┌─ Raw data
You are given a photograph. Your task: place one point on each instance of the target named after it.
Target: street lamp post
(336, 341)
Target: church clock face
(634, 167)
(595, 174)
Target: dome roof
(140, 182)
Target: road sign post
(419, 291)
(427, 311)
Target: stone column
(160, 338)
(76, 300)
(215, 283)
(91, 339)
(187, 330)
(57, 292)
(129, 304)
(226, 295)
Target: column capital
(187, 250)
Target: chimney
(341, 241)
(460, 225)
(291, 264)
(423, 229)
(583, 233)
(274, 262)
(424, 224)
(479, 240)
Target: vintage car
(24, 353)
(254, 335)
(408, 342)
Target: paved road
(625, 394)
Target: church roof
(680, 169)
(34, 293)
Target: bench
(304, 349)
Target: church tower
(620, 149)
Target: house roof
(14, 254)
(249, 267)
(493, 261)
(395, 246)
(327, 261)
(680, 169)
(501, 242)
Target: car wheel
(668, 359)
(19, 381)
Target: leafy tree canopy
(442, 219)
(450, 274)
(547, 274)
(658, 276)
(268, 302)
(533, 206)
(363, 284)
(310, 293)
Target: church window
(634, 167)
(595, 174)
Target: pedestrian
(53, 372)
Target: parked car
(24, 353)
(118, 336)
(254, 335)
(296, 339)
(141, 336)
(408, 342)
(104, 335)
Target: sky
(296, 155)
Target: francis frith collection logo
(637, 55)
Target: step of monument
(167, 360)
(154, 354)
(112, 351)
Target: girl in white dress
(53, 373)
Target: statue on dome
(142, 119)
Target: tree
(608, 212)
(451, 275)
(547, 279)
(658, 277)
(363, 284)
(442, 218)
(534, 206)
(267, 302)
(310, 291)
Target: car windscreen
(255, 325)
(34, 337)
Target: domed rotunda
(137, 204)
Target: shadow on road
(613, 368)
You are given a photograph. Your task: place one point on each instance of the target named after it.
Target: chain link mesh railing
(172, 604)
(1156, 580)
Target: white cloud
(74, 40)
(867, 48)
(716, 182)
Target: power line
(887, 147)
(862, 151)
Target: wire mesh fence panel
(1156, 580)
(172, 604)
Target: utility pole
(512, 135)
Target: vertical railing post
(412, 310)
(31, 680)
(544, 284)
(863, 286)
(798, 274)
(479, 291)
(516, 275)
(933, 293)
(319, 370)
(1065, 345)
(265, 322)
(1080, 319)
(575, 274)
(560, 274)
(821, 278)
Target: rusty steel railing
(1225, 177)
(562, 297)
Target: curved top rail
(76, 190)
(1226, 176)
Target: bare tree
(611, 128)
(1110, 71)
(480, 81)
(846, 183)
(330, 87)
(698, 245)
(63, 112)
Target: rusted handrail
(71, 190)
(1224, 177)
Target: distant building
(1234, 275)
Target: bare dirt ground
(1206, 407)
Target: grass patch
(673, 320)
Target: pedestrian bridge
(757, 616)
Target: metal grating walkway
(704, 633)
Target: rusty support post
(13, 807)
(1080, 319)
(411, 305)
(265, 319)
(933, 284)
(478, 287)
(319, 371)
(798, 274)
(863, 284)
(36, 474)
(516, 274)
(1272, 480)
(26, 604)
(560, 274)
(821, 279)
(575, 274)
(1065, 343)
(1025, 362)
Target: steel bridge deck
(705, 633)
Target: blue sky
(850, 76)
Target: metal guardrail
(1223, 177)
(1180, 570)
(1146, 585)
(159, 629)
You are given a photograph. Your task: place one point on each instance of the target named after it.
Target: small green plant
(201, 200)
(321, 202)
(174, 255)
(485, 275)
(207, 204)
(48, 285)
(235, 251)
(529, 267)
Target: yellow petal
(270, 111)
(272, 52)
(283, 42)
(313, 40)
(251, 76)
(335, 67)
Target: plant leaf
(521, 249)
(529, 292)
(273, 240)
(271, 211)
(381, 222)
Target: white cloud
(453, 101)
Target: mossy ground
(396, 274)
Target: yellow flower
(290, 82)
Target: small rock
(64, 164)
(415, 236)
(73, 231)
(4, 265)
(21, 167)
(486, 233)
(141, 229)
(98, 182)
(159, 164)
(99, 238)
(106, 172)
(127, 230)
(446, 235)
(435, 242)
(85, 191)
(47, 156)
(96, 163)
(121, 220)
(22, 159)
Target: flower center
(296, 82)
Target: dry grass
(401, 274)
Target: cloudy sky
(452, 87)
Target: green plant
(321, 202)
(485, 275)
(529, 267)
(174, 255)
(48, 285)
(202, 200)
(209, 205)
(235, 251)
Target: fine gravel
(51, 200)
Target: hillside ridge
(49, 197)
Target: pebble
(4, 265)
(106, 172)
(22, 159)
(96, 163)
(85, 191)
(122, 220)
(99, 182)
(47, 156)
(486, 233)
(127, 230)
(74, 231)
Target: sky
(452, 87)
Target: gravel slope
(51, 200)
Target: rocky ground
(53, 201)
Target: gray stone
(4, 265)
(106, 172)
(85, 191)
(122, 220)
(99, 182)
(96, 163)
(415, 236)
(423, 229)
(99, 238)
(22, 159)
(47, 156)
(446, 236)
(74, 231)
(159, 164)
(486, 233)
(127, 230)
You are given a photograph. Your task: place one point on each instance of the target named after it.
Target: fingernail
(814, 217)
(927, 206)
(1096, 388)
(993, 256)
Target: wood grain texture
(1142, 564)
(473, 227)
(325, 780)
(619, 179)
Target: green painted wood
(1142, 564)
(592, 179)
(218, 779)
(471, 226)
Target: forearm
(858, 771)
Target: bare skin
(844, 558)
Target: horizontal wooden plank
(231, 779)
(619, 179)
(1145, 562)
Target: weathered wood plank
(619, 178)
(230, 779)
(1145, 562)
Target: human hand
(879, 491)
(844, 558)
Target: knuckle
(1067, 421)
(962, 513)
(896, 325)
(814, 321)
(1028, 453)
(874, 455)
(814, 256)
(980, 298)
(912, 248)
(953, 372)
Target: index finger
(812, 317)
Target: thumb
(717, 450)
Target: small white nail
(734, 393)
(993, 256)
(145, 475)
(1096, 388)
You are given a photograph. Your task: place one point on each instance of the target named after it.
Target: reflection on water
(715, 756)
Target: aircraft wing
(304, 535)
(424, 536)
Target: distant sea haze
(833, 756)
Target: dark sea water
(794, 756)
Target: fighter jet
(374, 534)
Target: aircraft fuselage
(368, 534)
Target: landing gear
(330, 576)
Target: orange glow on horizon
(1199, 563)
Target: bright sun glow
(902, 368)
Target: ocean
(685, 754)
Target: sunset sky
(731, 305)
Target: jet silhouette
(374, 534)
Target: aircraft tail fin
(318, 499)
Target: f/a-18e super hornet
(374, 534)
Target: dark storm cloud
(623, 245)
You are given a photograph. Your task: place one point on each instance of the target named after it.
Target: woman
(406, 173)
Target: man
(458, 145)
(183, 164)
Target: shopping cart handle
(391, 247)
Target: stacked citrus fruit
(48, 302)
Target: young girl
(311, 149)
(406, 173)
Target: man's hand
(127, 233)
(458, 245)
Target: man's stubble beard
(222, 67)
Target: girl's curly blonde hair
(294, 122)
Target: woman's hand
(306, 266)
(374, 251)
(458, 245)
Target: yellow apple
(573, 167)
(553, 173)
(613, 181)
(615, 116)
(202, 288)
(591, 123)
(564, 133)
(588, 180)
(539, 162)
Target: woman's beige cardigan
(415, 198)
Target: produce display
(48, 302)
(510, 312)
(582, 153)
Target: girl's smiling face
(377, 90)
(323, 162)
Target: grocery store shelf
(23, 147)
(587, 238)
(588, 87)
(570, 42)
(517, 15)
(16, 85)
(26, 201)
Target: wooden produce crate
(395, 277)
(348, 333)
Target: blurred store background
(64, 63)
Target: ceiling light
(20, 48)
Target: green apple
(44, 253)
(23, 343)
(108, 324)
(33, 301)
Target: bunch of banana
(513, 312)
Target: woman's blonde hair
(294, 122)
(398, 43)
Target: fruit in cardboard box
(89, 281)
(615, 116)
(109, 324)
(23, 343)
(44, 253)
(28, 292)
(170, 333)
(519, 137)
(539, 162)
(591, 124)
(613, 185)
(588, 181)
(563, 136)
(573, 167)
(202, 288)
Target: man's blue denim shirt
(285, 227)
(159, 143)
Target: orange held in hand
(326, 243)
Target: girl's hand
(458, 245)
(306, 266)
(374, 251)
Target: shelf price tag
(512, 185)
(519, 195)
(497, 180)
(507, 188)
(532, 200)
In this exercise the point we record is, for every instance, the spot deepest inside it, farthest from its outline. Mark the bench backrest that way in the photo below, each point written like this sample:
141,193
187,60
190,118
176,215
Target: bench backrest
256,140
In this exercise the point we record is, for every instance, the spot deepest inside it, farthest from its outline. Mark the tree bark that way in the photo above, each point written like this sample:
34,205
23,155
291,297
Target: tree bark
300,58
└─
Problem requirements -
Starting with the line that contains "Target: ocean", print each line through the last one in the listing. Include both end lines and add nothing.

Written response -
Target: ocean
(685, 754)
Target: sunset sky
(731, 305)
Target: jet silhouette
(374, 534)
Target: aircraft tail fin
(318, 499)
Target: f/a-18e super hornet
(374, 534)
Target: dark storm cloud
(623, 245)
You are given a photograph. Your task: place one point on each instance of the target named after it.
Target: woman
(406, 173)
Target: man
(458, 145)
(183, 164)
Target: shopping cart handle
(391, 247)
Target: stacked citrus fruit
(48, 302)
Target: young girl
(311, 149)
(406, 173)
Target: man's hand
(127, 233)
(458, 245)
Target: man's stubble beard
(222, 67)
Target: girl's curly blonde hair
(294, 122)
Target: woman's hand
(306, 266)
(374, 251)
(458, 245)
Target: yellow apple
(573, 167)
(553, 173)
(613, 181)
(615, 116)
(202, 288)
(591, 123)
(564, 133)
(588, 180)
(539, 162)
Target: woman's beige cardigan
(415, 198)
Target: produce display
(48, 302)
(510, 312)
(582, 153)
Target: girl's smiling face
(377, 90)
(323, 162)
Target: grocery store shelf
(23, 147)
(587, 238)
(588, 87)
(570, 42)
(517, 15)
(16, 85)
(26, 201)
Target: wooden produce crate
(395, 277)
(348, 333)
Target: blurred store background
(64, 63)
Target: ceiling light
(20, 48)
Target: green apple
(44, 253)
(23, 343)
(108, 324)
(33, 301)
Target: bunch of banana
(513, 312)
Target: woman's blonde hair
(294, 122)
(398, 43)
Target: fruit in cardboard box
(89, 281)
(615, 116)
(109, 324)
(23, 343)
(44, 253)
(28, 292)
(170, 333)
(519, 137)
(539, 162)
(591, 124)
(613, 185)
(588, 181)
(563, 136)
(573, 167)
(202, 288)
Target: man's blue denim shirt
(285, 227)
(159, 143)
Target: orange held in hand
(326, 243)
Target: girl's hand
(458, 245)
(306, 266)
(374, 251)
Target: shelf price tag
(512, 185)
(519, 195)
(497, 180)
(507, 188)
(532, 200)
In this exercise the point we record is, for every instance, the spot deepest inside it, farthest from its outline. Mark the bench backrest that way in the photo below, each point written like this sample:
141,193
187,60
190,118
176,215
Target: bench backrest
256,140
In this exercise the point we record is, for every instance, the spot deepest inside it, farthest from its outline. Mark the tree bark that way in the photo above, each point written like this sample:
34,205
23,155
291,297
Target: tree bark
300,58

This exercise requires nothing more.